_Datos de la tarea_

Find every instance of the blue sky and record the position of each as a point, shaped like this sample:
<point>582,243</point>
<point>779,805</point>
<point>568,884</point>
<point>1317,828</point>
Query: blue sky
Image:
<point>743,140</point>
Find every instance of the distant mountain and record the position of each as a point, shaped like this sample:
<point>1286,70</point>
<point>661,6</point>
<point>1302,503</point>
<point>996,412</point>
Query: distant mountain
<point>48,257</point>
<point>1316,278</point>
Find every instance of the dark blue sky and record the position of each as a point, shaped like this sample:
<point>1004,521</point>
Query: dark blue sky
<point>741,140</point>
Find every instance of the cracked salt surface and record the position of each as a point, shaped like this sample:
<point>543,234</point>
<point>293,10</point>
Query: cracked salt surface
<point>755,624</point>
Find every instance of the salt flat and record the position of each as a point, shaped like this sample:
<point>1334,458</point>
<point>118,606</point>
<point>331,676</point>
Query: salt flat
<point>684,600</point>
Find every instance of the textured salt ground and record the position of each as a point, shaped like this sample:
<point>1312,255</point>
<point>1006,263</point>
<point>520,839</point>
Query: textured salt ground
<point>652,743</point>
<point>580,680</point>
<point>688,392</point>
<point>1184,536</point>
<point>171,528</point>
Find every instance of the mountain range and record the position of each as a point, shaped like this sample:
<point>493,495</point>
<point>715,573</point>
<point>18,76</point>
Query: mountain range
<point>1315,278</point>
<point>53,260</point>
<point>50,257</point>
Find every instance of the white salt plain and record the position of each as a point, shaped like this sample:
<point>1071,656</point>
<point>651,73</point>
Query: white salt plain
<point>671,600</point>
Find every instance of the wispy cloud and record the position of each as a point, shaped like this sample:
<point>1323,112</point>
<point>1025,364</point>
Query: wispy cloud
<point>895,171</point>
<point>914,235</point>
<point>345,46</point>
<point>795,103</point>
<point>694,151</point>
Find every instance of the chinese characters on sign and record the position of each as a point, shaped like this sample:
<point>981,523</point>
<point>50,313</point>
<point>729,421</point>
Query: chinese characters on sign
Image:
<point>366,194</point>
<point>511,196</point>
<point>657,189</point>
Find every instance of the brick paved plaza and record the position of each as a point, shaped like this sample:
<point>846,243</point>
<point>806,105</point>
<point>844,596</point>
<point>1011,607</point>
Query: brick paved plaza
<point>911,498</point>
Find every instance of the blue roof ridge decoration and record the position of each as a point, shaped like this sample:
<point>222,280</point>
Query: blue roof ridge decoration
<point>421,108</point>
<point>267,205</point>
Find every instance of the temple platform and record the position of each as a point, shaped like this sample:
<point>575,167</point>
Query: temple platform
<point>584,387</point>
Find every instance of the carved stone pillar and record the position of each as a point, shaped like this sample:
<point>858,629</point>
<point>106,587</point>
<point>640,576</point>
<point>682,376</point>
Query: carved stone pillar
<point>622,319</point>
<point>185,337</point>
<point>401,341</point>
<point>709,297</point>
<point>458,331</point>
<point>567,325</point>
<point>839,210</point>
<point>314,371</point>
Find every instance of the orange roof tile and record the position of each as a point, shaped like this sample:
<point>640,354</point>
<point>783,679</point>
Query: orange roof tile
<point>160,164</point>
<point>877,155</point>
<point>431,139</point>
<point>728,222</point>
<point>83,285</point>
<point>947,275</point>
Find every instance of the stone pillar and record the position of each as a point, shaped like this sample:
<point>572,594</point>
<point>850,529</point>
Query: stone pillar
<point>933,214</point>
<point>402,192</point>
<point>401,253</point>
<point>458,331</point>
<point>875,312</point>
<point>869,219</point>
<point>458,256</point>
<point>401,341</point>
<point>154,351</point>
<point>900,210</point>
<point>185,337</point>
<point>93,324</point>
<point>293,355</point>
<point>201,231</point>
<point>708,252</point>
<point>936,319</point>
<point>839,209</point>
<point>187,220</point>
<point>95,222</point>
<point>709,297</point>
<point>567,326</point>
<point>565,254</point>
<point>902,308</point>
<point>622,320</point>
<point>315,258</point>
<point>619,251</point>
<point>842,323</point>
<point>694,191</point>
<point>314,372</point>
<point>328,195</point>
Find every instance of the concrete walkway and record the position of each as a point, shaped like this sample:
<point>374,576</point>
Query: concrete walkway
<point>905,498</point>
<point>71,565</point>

_Consigna_
Reescribe las líneas de todos los ítems sustituyendo "instance" por "occurrence" y dejando todo lo demás igual.

_Respuesta del ejercicio_
Find every occurrence of the blue sky and record the position of each as a point, shaped like this sample:
<point>582,243</point>
<point>779,805</point>
<point>568,884</point>
<point>1317,828</point>
Query: blue sky
Image:
<point>743,140</point>
Find every occurrence of the distant mountain and record the position of each as a point, shaped like this sample:
<point>1286,70</point>
<point>661,6</point>
<point>1302,503</point>
<point>996,412</point>
Query: distant mountain
<point>48,257</point>
<point>1316,278</point>
Find every occurrence of the dark blue sky and record the position of each as a point, shaped like this sample:
<point>1004,521</point>
Query: dark blue sky
<point>741,140</point>
Find every occurrence of the cracked salt surface and record the position of each as a point, shaped like this sample:
<point>543,234</point>
<point>293,10</point>
Query: cracked salt surface
<point>755,624</point>
Find every occurrence of the salt flat and record the position of each as a point, shaped like this sample:
<point>1334,458</point>
<point>118,606</point>
<point>331,676</point>
Query: salt flat
<point>684,600</point>
Find every occurrence of the textured salt ground and record the position of each as a point, shaped like this sample:
<point>1312,255</point>
<point>1006,263</point>
<point>520,839</point>
Query: textured salt ground
<point>652,743</point>
<point>580,680</point>
<point>688,392</point>
<point>1184,536</point>
<point>171,528</point>
Find every occurrence of the mountain range and record the position of each as a point, shaped like this sample:
<point>493,495</point>
<point>715,573</point>
<point>18,76</point>
Query: mountain range
<point>1315,278</point>
<point>53,260</point>
<point>50,257</point>
Find every occurrence of the white salt plain and record the position of each as a point, shaped like this sample:
<point>1071,656</point>
<point>651,73</point>
Query: white salt plain
<point>671,600</point>
Find every occurrence of the wispy cloud and record the position of each as a point, shaped like this sample:
<point>1323,112</point>
<point>1025,364</point>
Query: wispy cloud
<point>895,171</point>
<point>914,235</point>
<point>345,46</point>
<point>795,103</point>
<point>694,151</point>
Find every occurrence of the chinese characters on sign and record the position of each as a point, shaped like this sample:
<point>981,523</point>
<point>50,313</point>
<point>729,421</point>
Query: chinese characters on sign
Image:
<point>366,194</point>
<point>511,196</point>
<point>657,189</point>
Find every occurrence of the brick paved plaza and record the position of each as a point, shaped like this sample:
<point>846,243</point>
<point>806,105</point>
<point>844,596</point>
<point>1011,607</point>
Query: brick paved plaza
<point>911,498</point>
Find every occurrence of the blue roof ridge decoration and record the position of each as a point, shaped like this sample:
<point>222,280</point>
Query: blue roof ridge decoration
<point>421,108</point>
<point>267,205</point>
Find every occurrence of the temple platform and record the position of each as a point, shaped like this sample:
<point>575,167</point>
Query: temple platform
<point>584,387</point>
Find every occurrence of the carved stone pillar and record the position of each as a point, shaped like this sample:
<point>858,629</point>
<point>106,587</point>
<point>640,576</point>
<point>682,376</point>
Query: carved stone pillar
<point>622,319</point>
<point>185,337</point>
<point>401,341</point>
<point>709,297</point>
<point>458,331</point>
<point>567,325</point>
<point>839,210</point>
<point>314,371</point>
Find every occurrence of the orange roof tile and record the position of each as a point, shaped like this sample:
<point>640,354</point>
<point>783,679</point>
Query: orange roof tile
<point>160,164</point>
<point>877,155</point>
<point>431,139</point>
<point>728,222</point>
<point>83,285</point>
<point>947,275</point>
Find every occurrence of the stone pillar and record the position of each as a point, shaped like this sample:
<point>572,594</point>
<point>850,529</point>
Query: stone pillar
<point>933,214</point>
<point>402,192</point>
<point>401,253</point>
<point>458,331</point>
<point>875,312</point>
<point>869,219</point>
<point>458,256</point>
<point>401,341</point>
<point>154,351</point>
<point>900,210</point>
<point>185,337</point>
<point>93,324</point>
<point>293,355</point>
<point>201,231</point>
<point>708,252</point>
<point>936,319</point>
<point>839,209</point>
<point>187,220</point>
<point>95,222</point>
<point>709,297</point>
<point>567,326</point>
<point>565,254</point>
<point>902,308</point>
<point>622,320</point>
<point>315,258</point>
<point>619,251</point>
<point>842,323</point>
<point>694,191</point>
<point>314,372</point>
<point>328,195</point>
Find every occurrence of the concrete walkway and record the position of each as a point, shaped like this sample:
<point>374,576</point>
Query: concrete walkway
<point>905,498</point>
<point>71,565</point>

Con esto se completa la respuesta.